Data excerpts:
========================================================================

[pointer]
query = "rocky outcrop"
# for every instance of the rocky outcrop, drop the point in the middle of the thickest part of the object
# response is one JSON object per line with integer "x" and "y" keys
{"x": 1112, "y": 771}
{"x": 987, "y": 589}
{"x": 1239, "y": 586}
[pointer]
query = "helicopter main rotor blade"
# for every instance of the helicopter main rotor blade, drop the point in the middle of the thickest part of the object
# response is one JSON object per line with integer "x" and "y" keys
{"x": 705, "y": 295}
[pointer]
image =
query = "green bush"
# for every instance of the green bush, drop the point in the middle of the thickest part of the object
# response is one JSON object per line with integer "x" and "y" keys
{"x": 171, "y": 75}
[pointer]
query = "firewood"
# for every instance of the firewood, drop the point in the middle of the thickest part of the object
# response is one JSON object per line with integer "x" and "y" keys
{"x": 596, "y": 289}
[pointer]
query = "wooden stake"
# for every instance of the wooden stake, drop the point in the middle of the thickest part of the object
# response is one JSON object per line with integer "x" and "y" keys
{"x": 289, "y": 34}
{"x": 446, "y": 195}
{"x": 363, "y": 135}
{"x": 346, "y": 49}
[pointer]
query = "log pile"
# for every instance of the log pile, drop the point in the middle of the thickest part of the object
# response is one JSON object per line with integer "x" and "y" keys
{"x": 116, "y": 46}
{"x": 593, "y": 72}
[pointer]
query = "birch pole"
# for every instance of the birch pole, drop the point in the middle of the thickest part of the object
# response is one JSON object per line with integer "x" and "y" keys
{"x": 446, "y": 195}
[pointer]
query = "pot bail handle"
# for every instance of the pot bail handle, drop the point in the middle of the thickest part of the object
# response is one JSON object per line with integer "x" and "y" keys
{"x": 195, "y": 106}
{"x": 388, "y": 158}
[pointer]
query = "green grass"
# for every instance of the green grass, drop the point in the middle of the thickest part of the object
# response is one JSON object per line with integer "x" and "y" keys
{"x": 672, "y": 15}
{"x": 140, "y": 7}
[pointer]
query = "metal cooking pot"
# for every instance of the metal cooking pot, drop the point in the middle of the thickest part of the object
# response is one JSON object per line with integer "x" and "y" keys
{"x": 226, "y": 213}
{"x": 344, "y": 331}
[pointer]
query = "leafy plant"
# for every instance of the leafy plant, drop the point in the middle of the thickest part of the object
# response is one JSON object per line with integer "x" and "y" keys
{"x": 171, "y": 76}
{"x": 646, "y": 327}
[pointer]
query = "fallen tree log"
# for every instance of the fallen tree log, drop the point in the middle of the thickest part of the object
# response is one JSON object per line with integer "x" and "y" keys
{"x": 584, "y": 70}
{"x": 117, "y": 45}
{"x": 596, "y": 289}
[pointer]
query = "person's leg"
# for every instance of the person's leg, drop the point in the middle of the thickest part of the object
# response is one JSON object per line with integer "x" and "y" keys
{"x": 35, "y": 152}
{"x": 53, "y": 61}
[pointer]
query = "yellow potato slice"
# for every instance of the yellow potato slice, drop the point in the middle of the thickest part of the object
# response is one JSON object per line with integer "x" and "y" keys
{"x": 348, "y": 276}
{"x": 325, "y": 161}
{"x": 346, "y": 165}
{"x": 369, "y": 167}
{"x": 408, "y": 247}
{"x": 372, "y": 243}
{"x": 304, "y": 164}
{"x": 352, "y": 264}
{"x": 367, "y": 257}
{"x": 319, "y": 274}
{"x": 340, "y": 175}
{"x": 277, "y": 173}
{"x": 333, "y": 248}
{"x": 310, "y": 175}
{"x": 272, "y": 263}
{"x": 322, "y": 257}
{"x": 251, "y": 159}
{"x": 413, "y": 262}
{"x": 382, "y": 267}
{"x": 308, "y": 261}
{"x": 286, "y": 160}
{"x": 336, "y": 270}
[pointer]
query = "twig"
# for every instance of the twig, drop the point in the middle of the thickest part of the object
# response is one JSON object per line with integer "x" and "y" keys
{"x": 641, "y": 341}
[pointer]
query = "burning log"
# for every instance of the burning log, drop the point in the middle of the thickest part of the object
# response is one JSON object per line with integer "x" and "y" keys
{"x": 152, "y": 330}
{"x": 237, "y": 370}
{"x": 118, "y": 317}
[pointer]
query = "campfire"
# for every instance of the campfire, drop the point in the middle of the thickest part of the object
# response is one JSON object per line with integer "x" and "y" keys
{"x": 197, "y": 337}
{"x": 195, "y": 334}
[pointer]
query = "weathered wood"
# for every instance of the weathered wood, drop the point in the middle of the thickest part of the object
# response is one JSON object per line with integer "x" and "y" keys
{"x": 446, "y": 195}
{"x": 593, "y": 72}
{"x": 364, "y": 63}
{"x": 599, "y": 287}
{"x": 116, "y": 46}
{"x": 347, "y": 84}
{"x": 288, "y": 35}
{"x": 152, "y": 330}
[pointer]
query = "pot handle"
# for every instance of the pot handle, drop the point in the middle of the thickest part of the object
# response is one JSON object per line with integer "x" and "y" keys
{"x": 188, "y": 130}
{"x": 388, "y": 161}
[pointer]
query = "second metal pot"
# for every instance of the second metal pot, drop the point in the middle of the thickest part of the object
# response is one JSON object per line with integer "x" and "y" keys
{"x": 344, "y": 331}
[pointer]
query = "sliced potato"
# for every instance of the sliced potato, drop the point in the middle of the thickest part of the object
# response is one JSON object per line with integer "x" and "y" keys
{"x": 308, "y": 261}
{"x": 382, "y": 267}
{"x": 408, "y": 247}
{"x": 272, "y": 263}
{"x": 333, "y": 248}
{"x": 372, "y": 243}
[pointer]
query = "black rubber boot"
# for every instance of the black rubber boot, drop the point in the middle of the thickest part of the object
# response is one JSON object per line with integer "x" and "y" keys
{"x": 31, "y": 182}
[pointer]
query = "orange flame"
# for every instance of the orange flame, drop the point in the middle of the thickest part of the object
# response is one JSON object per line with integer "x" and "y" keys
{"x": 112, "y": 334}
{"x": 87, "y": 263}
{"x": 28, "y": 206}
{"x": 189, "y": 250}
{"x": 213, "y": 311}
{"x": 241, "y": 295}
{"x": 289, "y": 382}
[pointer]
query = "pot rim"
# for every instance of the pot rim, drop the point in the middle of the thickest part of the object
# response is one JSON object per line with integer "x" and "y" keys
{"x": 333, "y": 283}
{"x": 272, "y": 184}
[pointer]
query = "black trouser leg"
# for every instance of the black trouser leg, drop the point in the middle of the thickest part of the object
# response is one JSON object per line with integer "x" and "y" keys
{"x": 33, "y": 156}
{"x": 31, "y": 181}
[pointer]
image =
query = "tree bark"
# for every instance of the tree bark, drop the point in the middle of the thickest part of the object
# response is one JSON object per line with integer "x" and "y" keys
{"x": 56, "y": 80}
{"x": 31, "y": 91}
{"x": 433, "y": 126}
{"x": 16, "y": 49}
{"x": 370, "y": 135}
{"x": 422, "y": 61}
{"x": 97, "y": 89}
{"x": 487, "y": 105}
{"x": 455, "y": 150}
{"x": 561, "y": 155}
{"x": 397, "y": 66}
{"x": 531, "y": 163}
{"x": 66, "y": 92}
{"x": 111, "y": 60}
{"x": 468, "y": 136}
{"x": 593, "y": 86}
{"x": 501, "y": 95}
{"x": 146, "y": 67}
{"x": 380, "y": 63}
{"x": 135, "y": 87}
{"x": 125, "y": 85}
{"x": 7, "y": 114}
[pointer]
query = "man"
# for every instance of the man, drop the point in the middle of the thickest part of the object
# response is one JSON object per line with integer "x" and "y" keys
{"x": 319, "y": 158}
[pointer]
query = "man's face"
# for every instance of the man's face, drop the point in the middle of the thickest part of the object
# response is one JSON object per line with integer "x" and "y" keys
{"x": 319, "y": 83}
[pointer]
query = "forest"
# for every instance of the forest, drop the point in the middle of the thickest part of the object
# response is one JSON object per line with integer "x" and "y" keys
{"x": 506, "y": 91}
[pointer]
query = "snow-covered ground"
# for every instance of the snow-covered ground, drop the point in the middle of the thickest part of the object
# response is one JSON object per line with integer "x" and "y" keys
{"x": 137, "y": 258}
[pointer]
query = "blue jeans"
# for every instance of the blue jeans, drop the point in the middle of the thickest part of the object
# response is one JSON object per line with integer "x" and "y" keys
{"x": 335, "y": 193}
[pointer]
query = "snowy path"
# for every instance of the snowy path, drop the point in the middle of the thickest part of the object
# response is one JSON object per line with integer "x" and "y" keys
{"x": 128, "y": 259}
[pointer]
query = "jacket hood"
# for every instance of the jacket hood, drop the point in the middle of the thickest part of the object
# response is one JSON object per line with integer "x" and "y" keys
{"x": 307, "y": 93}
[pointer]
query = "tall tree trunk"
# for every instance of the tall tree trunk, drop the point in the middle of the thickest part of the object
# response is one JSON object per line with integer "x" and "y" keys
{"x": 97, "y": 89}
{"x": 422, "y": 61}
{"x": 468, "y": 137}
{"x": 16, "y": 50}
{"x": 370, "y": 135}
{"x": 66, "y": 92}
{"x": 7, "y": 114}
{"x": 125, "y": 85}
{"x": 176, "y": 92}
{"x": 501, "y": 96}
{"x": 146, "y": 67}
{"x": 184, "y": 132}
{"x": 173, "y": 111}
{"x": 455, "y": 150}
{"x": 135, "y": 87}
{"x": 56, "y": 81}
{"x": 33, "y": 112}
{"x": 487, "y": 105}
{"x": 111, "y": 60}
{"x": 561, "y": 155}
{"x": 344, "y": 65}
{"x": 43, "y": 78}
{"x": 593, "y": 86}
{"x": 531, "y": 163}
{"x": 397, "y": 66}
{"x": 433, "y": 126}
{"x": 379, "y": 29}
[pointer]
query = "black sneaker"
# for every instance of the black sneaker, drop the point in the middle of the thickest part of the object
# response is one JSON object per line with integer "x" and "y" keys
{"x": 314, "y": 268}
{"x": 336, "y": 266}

========================================================================

YOUR TASK —
From the records above, print exactly the lines that run from the line with "# for every instance of the weathered" to the line with "# for every instance of the sliced", inclusive.

OUTPUT —
# for every instance of the weathered wood, drop the point in the middle of the thickest part of the object
# response is one JSON object per line with integer "x" and "y" keys
{"x": 446, "y": 195}
{"x": 593, "y": 72}
{"x": 364, "y": 63}
{"x": 599, "y": 287}
{"x": 116, "y": 46}
{"x": 347, "y": 84}
{"x": 288, "y": 35}
{"x": 152, "y": 330}
[pointer]
query = "pot handle"
# for every instance of the pot handle, drop the point in the middle of the thickest part of the object
# response is one JSON object per line with integer "x" and "y" keys
{"x": 188, "y": 130}
{"x": 388, "y": 161}
[pointer]
query = "second metal pot"
# for every instance of the second metal pot, drop the point in the middle of the thickest part of the object
# response is one JSON object per line with integer "x" and "y" keys
{"x": 344, "y": 331}
[pointer]
query = "sliced potato"
# for every instance of the sliced potato, drop the point in the middle of the thickest part of the object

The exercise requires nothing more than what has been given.